> **Task to complete**
Copy all of the rows below word for word, with nothing changed.

+ + + + + + +

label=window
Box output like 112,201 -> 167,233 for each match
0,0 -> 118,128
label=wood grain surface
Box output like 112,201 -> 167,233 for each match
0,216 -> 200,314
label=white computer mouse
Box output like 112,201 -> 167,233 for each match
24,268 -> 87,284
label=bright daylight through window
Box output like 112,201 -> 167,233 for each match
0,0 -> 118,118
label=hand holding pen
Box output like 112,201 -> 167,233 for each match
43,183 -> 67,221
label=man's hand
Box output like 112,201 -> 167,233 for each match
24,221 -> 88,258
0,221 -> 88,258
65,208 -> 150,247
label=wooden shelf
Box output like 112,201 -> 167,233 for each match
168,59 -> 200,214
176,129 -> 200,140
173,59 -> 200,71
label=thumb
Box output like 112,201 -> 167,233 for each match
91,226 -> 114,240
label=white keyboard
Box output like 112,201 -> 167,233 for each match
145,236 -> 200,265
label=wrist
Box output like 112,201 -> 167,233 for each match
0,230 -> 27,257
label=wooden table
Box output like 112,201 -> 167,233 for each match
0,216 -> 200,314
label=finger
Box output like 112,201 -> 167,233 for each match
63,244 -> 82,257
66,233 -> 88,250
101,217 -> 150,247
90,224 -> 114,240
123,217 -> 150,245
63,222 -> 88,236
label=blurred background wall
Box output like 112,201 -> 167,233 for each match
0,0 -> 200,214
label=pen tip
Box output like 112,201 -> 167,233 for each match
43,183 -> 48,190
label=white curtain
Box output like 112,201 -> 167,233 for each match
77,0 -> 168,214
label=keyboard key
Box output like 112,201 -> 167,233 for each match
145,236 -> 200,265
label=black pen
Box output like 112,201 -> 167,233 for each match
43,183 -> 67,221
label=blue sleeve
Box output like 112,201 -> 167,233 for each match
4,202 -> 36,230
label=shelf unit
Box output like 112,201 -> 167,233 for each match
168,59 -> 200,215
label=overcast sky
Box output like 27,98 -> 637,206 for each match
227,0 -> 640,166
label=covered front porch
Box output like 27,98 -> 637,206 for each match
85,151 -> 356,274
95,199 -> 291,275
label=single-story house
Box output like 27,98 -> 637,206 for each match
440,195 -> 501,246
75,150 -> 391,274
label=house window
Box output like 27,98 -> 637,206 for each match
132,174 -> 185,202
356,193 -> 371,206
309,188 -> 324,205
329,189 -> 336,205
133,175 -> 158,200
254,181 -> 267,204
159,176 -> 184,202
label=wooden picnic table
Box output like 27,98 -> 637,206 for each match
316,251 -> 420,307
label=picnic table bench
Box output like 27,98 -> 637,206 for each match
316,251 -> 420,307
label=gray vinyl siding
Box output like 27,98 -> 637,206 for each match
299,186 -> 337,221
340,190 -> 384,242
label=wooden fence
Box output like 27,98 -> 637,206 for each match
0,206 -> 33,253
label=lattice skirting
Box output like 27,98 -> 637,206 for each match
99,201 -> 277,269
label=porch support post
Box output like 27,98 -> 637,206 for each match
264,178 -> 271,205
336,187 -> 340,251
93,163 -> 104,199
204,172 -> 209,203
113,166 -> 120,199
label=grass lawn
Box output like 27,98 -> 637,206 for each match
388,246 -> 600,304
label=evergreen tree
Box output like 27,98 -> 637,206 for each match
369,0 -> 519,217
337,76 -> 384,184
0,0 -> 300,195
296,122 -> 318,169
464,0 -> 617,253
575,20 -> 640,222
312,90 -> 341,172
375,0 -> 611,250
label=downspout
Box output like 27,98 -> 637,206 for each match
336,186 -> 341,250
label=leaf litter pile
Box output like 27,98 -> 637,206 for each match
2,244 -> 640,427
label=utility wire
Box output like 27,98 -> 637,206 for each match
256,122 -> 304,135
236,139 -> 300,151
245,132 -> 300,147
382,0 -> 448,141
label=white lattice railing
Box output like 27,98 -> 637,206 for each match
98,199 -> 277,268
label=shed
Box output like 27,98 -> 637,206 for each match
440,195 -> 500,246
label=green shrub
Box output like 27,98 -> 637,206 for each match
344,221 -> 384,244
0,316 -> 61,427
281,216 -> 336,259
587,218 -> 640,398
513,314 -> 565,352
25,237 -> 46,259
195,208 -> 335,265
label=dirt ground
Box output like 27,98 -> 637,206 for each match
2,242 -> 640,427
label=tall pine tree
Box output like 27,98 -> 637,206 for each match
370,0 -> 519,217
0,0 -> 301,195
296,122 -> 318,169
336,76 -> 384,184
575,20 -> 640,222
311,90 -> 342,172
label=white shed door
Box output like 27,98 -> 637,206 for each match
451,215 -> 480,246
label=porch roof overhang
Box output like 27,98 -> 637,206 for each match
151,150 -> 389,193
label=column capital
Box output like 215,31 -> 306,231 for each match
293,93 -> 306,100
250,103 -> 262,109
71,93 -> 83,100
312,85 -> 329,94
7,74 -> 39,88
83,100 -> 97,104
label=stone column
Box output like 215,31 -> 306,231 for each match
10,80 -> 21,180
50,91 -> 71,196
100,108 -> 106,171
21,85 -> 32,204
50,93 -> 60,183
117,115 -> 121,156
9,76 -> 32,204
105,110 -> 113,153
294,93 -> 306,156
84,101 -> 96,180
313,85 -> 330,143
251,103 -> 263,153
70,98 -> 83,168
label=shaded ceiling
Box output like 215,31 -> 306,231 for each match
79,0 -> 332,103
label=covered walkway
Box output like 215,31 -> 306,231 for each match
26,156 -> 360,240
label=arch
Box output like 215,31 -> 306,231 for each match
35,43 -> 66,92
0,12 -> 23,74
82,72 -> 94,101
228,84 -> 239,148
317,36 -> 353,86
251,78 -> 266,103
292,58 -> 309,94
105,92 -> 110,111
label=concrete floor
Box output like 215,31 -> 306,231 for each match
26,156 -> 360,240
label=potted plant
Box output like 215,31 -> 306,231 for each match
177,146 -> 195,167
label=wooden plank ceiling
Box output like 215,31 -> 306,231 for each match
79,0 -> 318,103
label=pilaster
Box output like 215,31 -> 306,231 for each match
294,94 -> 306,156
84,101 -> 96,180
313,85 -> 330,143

+ + + + + + +

> **Solution to this task**
label=window
Box output like 112,201 -> 167,233 for each match
0,0 -> 118,128
label=wood grain surface
Box output like 112,201 -> 167,233 for each match
0,216 -> 200,314
label=white computer mouse
Box output like 112,201 -> 167,233 for each match
24,268 -> 87,284
label=bright daylight through window
Box output like 112,201 -> 167,233 for each match
0,0 -> 118,118
label=hand holding pen
Box output like 112,201 -> 167,233 for each match
43,183 -> 67,221
label=man's hand
Box output like 112,201 -> 167,233 for each match
24,221 -> 88,258
0,221 -> 88,258
65,208 -> 150,247
label=wooden shelf
Box output like 112,201 -> 167,233 for each match
168,59 -> 200,214
176,129 -> 200,140
173,59 -> 200,71
label=thumb
Box output like 112,201 -> 167,233 for each match
91,226 -> 114,240
label=white keyboard
Box output like 112,201 -> 167,233 for each match
145,236 -> 200,265
label=wrist
Box output like 112,201 -> 167,233 for each match
0,230 -> 27,257
label=wooden table
Box output like 112,201 -> 167,233 for each match
0,216 -> 200,314
label=finger
Box output like 112,201 -> 167,233 for each match
63,244 -> 82,257
66,233 -> 88,250
101,217 -> 150,247
90,224 -> 114,240
123,217 -> 150,245
63,222 -> 88,236
label=blurred background wall
Box output like 112,201 -> 167,233 for each match
0,0 -> 200,214
label=pen tip
Box output like 112,201 -> 167,233 for each match
43,183 -> 48,190
label=white curtain
Box output like 112,201 -> 167,233 for each match
77,0 -> 168,214
label=keyboard key
Box output like 112,201 -> 167,233 for each match
145,236 -> 200,265
label=black pen
Box output like 112,201 -> 167,233 for each match
43,183 -> 67,221
label=blue sleeve
Box output like 112,201 -> 167,233 for each match
4,202 -> 36,230
label=shelf unit
Box output like 112,201 -> 167,233 for each match
168,59 -> 200,215
label=overcast sky
Box output like 27,98 -> 637,206 for each match
227,0 -> 640,166
label=covered front porch
Box output like 27,98 -> 637,206 for each match
85,151 -> 356,274
95,199 -> 291,275
label=single-story house
Box output like 27,98 -> 637,206 for each match
440,195 -> 501,246
75,150 -> 391,274
label=house window
Box output like 27,98 -> 637,206 for each match
132,174 -> 185,202
356,193 -> 371,206
309,188 -> 324,205
329,189 -> 336,205
133,175 -> 158,200
254,181 -> 267,204
159,176 -> 184,202
label=wooden picnic table
Box output like 27,98 -> 637,206 for each match
316,251 -> 420,307
label=picnic table bench
Box output like 27,98 -> 637,206 for each match
316,251 -> 420,307
label=gray vinyl siding
Box output like 27,98 -> 637,206 for each match
299,186 -> 337,221
340,190 -> 384,242
label=wooden fence
Box output like 27,98 -> 637,206 for each match
0,206 -> 33,253
label=lattice skirting
Box output like 27,98 -> 637,206 for each match
99,201 -> 277,269
label=porch support post
Box output like 27,98 -> 637,206 for each match
264,178 -> 271,205
336,187 -> 340,251
93,163 -> 104,199
204,172 -> 209,203
113,166 -> 120,199
label=grass lawn
Box output like 27,98 -> 637,206 for each match
388,246 -> 600,304
label=evergreen tree
Box output like 27,98 -> 637,206 for each match
369,0 -> 519,217
337,76 -> 384,184
0,0 -> 300,195
296,122 -> 318,169
464,0 -> 617,253
575,20 -> 640,222
312,90 -> 341,172
375,0 -> 611,250
label=downspout
Box output like 27,98 -> 637,206 for each match
336,186 -> 341,250
label=leaf litter pile
Box output like 27,98 -> 637,206 for each match
2,244 -> 640,427
label=utility wire
Box output like 27,98 -> 637,206 for each match
256,122 -> 304,135
236,139 -> 300,151
245,132 -> 300,147
382,0 -> 448,141
label=white lattice railing
Box output like 27,98 -> 637,206 for each match
98,199 -> 277,268
label=shed
Box output like 27,98 -> 637,206 for each match
440,195 -> 500,246
label=green shrub
Box output like 27,98 -> 637,206 for each match
344,221 -> 384,244
0,316 -> 61,427
281,216 -> 336,259
587,218 -> 640,398
513,314 -> 565,352
25,237 -> 46,259
195,208 -> 335,265
label=dirt ground
Box output like 27,98 -> 637,206 for each match
2,242 -> 640,427
label=tall pine tree
Box output like 27,98 -> 637,206 for each match
370,0 -> 519,217
0,0 -> 301,195
296,122 -> 318,169
336,76 -> 384,184
575,20 -> 640,222
311,90 -> 342,172
label=white shed door
Box output like 27,98 -> 637,206 for each match
451,215 -> 480,246
label=porch roof overhang
Box output like 27,98 -> 637,206 for each match
151,150 -> 389,193
label=column capital
Box output like 215,31 -> 306,231 for each match
293,93 -> 306,100
250,103 -> 262,109
71,93 -> 83,100
312,85 -> 329,94
7,74 -> 39,88
83,100 -> 97,104
label=stone column
Box output like 215,31 -> 306,231 for each match
10,80 -> 21,180
50,91 -> 71,196
100,108 -> 106,171
21,85 -> 32,204
50,93 -> 60,183
117,115 -> 121,156
9,76 -> 32,204
105,110 -> 113,153
294,93 -> 306,156
84,101 -> 96,180
313,85 -> 330,143
251,103 -> 263,153
70,98 -> 83,168
label=shaded ceiling
Box output like 215,31 -> 306,231 for each match
79,0 -> 332,103
label=covered walkway
Box output like 215,31 -> 306,231 for each match
26,156 -> 360,240
label=arch
Box output like 215,31 -> 306,231 for each match
35,43 -> 66,92
0,12 -> 23,74
82,72 -> 94,101
228,84 -> 239,148
317,36 -> 353,86
251,78 -> 266,103
292,58 -> 309,94
105,92 -> 110,111
label=concrete floor
Box output like 215,31 -> 306,231 for each match
26,156 -> 360,240
label=potted plant
Box output like 215,31 -> 306,231 for each match
177,146 -> 195,167
label=wooden plank ceiling
Box output like 215,31 -> 306,231 for each match
79,0 -> 318,103
label=pilaster
Box output like 215,31 -> 306,231 for each match
294,94 -> 306,156
84,101 -> 96,180
313,85 -> 330,143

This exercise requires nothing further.